Dataset excerpts on object pointing »

==========

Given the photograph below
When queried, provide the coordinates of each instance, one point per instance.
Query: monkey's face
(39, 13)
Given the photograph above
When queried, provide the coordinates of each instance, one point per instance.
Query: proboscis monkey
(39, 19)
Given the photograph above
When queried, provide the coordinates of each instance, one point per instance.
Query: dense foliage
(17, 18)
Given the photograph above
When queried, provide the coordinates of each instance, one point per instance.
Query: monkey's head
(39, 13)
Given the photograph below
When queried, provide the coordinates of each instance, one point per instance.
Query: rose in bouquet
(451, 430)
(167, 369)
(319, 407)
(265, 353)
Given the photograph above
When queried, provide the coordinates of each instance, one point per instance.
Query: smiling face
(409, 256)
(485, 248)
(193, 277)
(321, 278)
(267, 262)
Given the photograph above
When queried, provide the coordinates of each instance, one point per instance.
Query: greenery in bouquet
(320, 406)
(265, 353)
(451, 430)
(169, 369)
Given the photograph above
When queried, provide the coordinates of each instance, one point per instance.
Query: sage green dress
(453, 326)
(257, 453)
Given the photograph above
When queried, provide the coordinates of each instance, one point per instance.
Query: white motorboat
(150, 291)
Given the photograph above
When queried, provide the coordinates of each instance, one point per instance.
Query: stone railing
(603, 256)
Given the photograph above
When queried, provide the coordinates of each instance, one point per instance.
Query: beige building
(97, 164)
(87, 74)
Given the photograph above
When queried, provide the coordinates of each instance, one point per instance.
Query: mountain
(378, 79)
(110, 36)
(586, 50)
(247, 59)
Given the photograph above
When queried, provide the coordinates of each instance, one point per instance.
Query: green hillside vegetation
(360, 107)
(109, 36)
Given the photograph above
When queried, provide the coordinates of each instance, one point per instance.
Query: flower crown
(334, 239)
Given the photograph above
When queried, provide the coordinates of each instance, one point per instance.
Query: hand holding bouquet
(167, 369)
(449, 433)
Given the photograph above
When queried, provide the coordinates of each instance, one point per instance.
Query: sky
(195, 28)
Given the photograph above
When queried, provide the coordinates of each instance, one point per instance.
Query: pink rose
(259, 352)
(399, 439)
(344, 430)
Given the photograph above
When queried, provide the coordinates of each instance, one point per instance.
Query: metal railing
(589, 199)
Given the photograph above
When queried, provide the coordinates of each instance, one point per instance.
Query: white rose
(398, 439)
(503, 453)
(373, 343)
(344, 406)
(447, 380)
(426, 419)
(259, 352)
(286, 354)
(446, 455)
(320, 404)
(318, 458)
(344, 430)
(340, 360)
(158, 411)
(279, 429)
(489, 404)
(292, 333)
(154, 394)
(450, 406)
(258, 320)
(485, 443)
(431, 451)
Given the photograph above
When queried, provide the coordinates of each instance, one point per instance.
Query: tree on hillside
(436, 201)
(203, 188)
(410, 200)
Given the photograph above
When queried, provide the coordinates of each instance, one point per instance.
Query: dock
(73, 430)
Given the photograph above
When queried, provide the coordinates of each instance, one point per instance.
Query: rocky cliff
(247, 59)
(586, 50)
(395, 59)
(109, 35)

==========

What is expected » Reproduce the full listing exactly.

Response to this task »
Given the photograph below
When queried, provide the coordinates of each instance, one point per instance.
Query: monkey's face
(39, 13)
Given the photograph above
When queried, provide the coordinates of each instance, one point per instance.
Query: proboscis monkey
(39, 19)
Given the photograph above
When queried, provide the coordinates of each instance, one point per instance.
Query: dense foliage
(17, 18)
Given the photograph above
When queried, provide the coordinates of each instance, one point per instance.
Query: monkey's head
(39, 13)
Given the photograph below
When queried, provide the coordinates of each instance, one point per instance.
Query: rose in bouquet
(451, 430)
(167, 369)
(319, 407)
(265, 353)
Given the photograph above
When queried, provide the coordinates of each instance, one point per instance.
Query: smiling face
(409, 256)
(485, 248)
(193, 277)
(321, 278)
(267, 262)
Given the photograph above
When queried, provide the coordinates of each instance, one point per instance.
Query: greenery in bouquet
(320, 406)
(265, 353)
(451, 430)
(169, 369)
Given the photograph above
When queried, provide the coordinates of each instance, one point per instance.
Query: sage green dress
(453, 326)
(257, 453)
Given the photograph above
When queried, provide the coordinates of each instance, one point per instance.
Query: white motorboat
(150, 291)
Given the photograph above
When queried, provide the coordinates of each instance, one point per instance.
Query: stone railing
(603, 256)
Given the photograph above
When queried, provide the coordinates of each instance, one point per instance.
Query: beige building
(97, 164)
(87, 74)
Given the photograph above
When queried, provide the coordinates of each instance, one point per instance.
Query: mountain
(378, 79)
(110, 36)
(586, 50)
(247, 59)
Given the photograph above
When queried, provide the coordinates of each instance, one point per instance.
Query: green hillside vegetation
(360, 107)
(109, 36)
Given the photograph above
When queried, provide the coordinates of each instance, one point per instance.
Query: flower crown
(334, 239)
Given the photograph above
When queried, provide the coordinates of each instance, one point per instance.
Query: hand holding bouquet
(167, 369)
(449, 433)
Given the photograph above
When queried, provide the coordinates of each instance, one point per instance.
Query: sky
(195, 28)
Given the photograph above
When queried, provide the coordinates of each instance, one point per instance.
Query: pink rose
(259, 352)
(399, 439)
(344, 430)
Given the photograph above
When queried, provide the coordinates of each instance, one point per instance.
Query: metal railing
(589, 199)
Given the photograph above
When queried, provide the coordinates of each instance, one point per instance.
Query: white rose
(398, 439)
(503, 453)
(373, 343)
(344, 406)
(447, 380)
(426, 419)
(259, 352)
(286, 354)
(446, 455)
(320, 404)
(318, 458)
(344, 430)
(340, 360)
(158, 411)
(279, 429)
(489, 404)
(292, 333)
(154, 394)
(450, 406)
(258, 320)
(485, 443)
(431, 451)
Given the photograph above
When queried, provide the coordinates of each instance, one point per instance.
Query: tree on hillside
(436, 201)
(203, 188)
(410, 200)
Given the photograph above
When queried, provide the coordinates of each instance, one point per instance.
Query: dock
(73, 430)
Given the photograph above
When queried, provide the coordinates of each instance, one point per instance.
Query: rocky cliff
(247, 59)
(586, 50)
(395, 59)
(109, 35)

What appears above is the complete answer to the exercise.